Public Function Reference

Surface Calculation

surf.load_tsdata(path, zgriddata, to_varname='to', so_varname='so', vert_dim='deptht', i_dim='x', j_dim='y', open_mf=False, **kwargs)

Create tsdata dictionary by loading from a standard NEMO output (typical a *grid-T.nc file) or a netcdf file containing the necessary temperature and salinity information.

Parameters

path: String or List of Strings

Location(s) of the file(s) to read using xarray.open_dataset (default, open_mf=False) or xarray.open_mfdataset (open_mf=True)

If open_mf=False: A string in the form “/path/to/my/files/my_file.nc” If open_mf=True: A string glob in the form “/path/to/my/files/*.nc”

or an explicit list of files to open

zgriddata: Dictionary

Must contain the following information about the vertical C-grid discretization

hgriddata[“tmask3d”]: DataArray (z_t, y, x) 3D mask for T-points using the NEMO masking convention (False = masked point)

to_varname: String (optional, default = “to”)

Netcdf variable name for the potential or conservative temperature Can be found using ncdump -h your_file.nc

so_varname: String (optional, default = “so”)

Netcdf variable name for the practical or absolute salinity Can be found using ncdump -h your_file.nc

vert_dim: String (optional, default = “deptht”)

Dimension name for the vertical (k) axis. Can be found using ncdump -h your_file.nc

i_dim: String (optional, default = “x”)

Dimension name for the i axis. Can be found using ncdump -h your_file.nc

j_dim: String (optional, default = “y”)

Dimension name for the j axis. Can be found using ncdump -h your_file.nc

Returns

tsdata: Dictionary

Contains the following information about the ocean temperature and salinity

tsdata[“to”]: DataArray (time, z_t, y, x) Potential or conservative temperature

tsdata[“so”]: DataArray (time, z_t, y, x) Practical or absolute salinity

surf.find_omega_surfs(tsdata, neutralgrid, zgriddata, zpins, ipins, jpins, tpins, eos='gsw', ITER_MAX=10, calc_veronis=True, calc_potsurf=True, ver_ref=0.0, pot_ref=0.0, **kwargs)

Calculate omega surfaces with a fixed point at a specific locations in time and space. There are options to also calculate the veronis density and/or the intersecting potential density surfaces for labelling or reference.

Record excerpts:
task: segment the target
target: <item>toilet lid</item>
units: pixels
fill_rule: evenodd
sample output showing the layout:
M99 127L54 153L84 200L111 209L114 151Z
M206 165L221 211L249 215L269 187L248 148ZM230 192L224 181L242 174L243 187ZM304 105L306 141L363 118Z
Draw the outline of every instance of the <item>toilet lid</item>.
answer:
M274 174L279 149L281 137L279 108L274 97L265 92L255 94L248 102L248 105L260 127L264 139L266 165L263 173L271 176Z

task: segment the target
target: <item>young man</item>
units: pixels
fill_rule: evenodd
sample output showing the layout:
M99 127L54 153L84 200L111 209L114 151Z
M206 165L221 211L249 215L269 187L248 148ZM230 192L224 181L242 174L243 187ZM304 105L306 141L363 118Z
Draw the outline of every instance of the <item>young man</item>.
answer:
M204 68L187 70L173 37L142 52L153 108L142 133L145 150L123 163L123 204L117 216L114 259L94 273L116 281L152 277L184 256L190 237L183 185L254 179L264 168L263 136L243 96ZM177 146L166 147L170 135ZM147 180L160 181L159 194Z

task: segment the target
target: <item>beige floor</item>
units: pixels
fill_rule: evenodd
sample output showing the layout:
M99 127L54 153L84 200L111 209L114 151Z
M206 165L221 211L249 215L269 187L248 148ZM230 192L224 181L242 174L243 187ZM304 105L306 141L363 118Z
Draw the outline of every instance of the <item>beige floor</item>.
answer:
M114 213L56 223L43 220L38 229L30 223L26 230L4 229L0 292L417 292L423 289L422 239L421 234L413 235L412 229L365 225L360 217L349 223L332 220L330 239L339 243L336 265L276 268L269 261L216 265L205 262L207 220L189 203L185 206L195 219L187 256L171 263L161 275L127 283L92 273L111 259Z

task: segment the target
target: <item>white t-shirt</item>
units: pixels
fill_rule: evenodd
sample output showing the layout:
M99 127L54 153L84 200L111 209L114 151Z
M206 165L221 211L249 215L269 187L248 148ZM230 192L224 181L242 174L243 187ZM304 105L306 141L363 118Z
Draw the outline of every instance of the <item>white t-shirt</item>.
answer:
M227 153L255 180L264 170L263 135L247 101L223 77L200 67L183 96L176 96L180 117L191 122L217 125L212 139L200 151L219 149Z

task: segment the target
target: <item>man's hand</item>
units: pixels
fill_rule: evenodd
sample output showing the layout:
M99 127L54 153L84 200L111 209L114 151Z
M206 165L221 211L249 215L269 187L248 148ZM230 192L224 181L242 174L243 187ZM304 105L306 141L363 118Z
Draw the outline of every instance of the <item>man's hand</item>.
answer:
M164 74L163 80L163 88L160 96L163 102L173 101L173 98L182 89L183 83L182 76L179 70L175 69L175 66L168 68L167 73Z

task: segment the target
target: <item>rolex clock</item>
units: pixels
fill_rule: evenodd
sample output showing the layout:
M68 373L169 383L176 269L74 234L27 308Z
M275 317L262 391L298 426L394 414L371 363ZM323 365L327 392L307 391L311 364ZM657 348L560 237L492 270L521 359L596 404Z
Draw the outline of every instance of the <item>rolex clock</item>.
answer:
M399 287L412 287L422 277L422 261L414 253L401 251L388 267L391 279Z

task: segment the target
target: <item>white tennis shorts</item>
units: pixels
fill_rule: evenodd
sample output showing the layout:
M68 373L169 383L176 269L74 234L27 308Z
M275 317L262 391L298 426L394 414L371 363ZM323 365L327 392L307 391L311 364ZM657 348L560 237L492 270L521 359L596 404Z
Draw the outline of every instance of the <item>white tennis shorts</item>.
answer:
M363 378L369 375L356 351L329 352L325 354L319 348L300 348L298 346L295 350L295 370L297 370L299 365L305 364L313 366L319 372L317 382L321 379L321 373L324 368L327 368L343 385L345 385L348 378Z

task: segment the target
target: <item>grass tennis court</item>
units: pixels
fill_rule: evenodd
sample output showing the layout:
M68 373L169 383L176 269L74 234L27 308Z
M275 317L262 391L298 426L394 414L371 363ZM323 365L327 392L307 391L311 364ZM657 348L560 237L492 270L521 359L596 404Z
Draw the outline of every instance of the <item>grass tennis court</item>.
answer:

Exercise prompt:
Write the next part of the surface calculation reference, starting after its final sentence and keeping its format.

Final answer:
Parameters

tsdata: Dictionary

Can be generated using load_tsdata, Must contain the following information about the ocean temperature and salinity.

tsdata[“to”]: DataArray (time, z_t, y, x) Potential or conservative temperature (depending on the equation of state, see eos argument)

tsdata[“so”]: DataArray (time, z_t, y, x) Practical or absolute salinity (depending on the equation of state, see eos argument)

neutralgrid: Dictionary

(Description below from NeutralOcean documentation) Can be generated using build_nemo_hgrid Must contain the following:

edgestuple of length 2

Each element is an array of int of length E, where E is the number of edges in the grid’s graph, i.e. the number of pairs of adjacent water columns (including land) in the grid. If edges = (a, b), the nodes (water columns) whose linear indices are a[i] and b[i] are adjacent.

dist1d array

Horizontal distance between adjacent water columns (nodes). dist[i] is the distance between nodes whose linear indices are edges[0][i] and edges[1][i].

distperp1d array

Horizontal distance of the face between adjacent water columns (nodes). distperp[i] is the distance of the interface between nodes whose linear indices are edges[0][i] and edges[1][i].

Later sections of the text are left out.